(Linhas de dados)
┌──

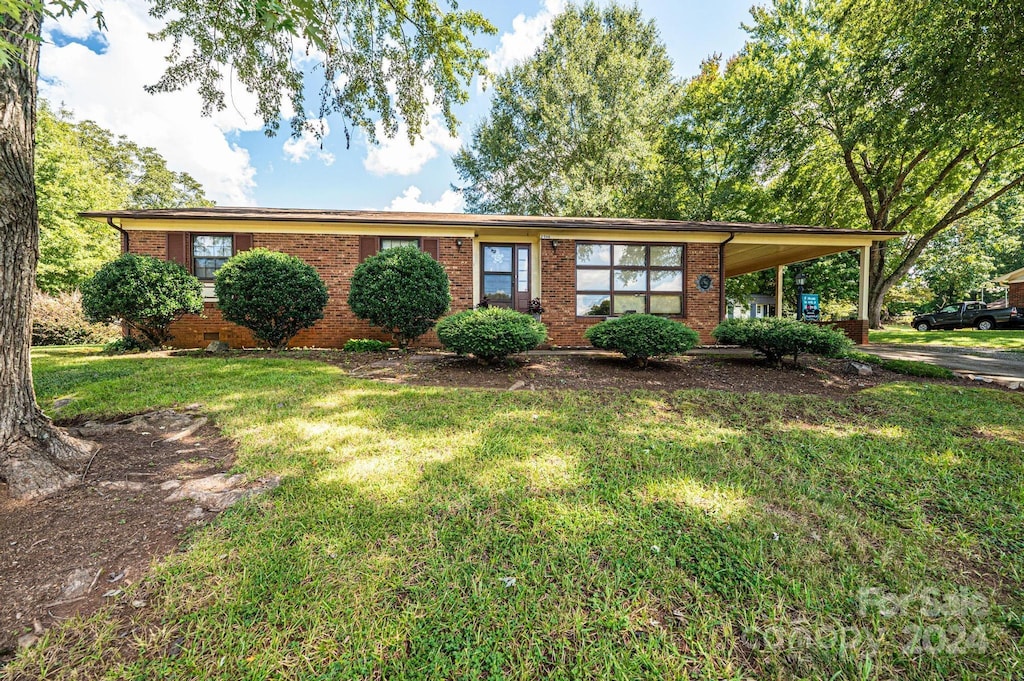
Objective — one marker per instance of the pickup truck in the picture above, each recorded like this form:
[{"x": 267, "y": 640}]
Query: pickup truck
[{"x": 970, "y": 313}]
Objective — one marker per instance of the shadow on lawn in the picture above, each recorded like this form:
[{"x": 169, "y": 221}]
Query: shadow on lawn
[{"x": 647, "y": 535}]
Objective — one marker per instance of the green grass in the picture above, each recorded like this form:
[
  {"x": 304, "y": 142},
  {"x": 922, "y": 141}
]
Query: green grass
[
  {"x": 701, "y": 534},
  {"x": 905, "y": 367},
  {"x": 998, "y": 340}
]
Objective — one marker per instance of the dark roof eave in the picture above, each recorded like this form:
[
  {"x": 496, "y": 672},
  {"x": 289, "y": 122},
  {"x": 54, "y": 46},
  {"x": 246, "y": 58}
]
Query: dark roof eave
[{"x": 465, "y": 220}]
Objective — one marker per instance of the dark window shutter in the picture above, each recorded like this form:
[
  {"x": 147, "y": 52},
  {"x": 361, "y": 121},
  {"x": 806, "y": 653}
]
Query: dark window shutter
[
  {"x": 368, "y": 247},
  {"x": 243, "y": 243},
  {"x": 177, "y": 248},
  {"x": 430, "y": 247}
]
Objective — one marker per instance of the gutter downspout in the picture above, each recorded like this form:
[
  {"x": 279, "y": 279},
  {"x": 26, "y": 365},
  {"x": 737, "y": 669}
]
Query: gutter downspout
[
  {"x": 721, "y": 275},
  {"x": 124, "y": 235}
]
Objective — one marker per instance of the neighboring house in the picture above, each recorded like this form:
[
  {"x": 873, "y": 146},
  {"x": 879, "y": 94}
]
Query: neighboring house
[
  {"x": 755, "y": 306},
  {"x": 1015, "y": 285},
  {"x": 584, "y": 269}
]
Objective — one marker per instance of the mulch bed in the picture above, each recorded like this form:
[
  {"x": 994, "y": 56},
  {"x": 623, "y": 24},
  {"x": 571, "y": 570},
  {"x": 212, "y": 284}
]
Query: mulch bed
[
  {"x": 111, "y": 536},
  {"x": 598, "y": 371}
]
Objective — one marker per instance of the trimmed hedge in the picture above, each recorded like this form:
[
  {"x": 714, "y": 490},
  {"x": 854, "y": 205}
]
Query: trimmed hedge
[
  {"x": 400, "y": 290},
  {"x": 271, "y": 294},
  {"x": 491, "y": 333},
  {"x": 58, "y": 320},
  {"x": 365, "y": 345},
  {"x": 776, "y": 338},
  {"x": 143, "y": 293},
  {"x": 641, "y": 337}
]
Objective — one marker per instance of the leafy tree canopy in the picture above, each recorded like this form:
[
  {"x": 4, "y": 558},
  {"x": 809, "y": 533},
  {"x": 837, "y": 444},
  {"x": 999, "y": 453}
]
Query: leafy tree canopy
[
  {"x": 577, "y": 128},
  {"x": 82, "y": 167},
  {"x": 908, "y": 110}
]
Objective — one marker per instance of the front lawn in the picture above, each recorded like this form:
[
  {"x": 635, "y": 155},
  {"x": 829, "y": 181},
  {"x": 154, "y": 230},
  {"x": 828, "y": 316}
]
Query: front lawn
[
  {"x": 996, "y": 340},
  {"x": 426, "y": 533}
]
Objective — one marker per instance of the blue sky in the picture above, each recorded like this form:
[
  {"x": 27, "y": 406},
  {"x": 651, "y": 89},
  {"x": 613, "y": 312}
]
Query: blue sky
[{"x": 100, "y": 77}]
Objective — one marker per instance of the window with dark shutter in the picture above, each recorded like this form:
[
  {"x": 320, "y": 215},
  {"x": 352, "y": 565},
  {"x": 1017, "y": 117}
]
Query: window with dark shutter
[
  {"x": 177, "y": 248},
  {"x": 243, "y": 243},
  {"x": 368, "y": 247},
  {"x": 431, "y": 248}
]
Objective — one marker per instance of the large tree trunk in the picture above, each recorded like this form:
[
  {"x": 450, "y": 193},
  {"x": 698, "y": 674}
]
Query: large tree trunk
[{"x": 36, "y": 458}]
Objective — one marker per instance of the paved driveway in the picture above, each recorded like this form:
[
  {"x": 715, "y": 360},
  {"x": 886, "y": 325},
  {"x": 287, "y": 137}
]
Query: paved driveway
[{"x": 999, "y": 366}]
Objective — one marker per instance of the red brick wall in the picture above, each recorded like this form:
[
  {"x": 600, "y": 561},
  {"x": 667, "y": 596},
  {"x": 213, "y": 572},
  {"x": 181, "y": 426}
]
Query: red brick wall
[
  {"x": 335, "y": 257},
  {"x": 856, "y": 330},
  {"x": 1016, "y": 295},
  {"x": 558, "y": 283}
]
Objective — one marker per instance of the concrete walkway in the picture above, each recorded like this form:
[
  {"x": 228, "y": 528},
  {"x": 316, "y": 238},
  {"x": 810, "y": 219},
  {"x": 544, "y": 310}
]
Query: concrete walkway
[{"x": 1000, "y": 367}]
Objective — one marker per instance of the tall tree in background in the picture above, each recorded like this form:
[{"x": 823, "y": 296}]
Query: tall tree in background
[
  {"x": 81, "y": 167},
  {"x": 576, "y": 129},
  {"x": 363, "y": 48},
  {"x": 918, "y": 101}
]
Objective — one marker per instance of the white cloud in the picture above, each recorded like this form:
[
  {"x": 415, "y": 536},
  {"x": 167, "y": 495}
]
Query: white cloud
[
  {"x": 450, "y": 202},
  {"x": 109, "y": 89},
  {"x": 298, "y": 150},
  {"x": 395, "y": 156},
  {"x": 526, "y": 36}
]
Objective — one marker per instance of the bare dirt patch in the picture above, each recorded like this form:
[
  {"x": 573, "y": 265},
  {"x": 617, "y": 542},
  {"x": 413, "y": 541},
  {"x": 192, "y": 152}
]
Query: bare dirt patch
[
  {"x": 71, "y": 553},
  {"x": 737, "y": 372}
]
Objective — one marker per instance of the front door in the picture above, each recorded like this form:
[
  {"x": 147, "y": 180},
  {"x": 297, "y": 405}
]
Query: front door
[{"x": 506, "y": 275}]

└──
┌──

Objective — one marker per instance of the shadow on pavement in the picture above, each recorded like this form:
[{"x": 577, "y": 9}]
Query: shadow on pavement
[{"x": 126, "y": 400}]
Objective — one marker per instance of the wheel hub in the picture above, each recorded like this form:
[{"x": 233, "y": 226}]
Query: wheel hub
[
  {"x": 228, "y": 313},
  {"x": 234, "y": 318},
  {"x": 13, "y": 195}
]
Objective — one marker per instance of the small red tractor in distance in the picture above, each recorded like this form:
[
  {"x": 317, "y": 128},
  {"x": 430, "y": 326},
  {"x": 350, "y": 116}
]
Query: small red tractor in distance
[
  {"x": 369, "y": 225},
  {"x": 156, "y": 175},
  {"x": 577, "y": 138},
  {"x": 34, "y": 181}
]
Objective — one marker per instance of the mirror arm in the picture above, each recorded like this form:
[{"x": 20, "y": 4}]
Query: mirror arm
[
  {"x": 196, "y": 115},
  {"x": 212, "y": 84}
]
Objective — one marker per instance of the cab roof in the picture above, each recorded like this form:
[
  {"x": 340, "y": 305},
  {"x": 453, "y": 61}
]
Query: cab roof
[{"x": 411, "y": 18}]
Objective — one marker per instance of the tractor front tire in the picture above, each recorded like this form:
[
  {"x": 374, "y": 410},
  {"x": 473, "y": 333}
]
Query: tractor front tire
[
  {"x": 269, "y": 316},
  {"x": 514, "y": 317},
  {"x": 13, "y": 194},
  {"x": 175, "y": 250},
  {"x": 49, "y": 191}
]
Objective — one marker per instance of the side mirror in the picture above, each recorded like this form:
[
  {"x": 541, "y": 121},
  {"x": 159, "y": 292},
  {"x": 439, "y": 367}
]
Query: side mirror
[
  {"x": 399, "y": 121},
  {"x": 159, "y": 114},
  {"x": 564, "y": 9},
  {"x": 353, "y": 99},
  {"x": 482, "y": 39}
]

└──

### O QUE FAZER
Informe, copiando-as por inteiro, todas as linhas de dados que contêm a palavra "window". Maiúsculas e minúsculas fazem diferença.

### RESULTADO DO EXERCÍCIO
Objective — one marker per instance of the dark window shutter in the picture above, each recorded like this form:
Query: dark window shutter
Objective — one marker per instance of the window with dark shutter in the picture above, each recorded like this form:
Query: window with dark shutter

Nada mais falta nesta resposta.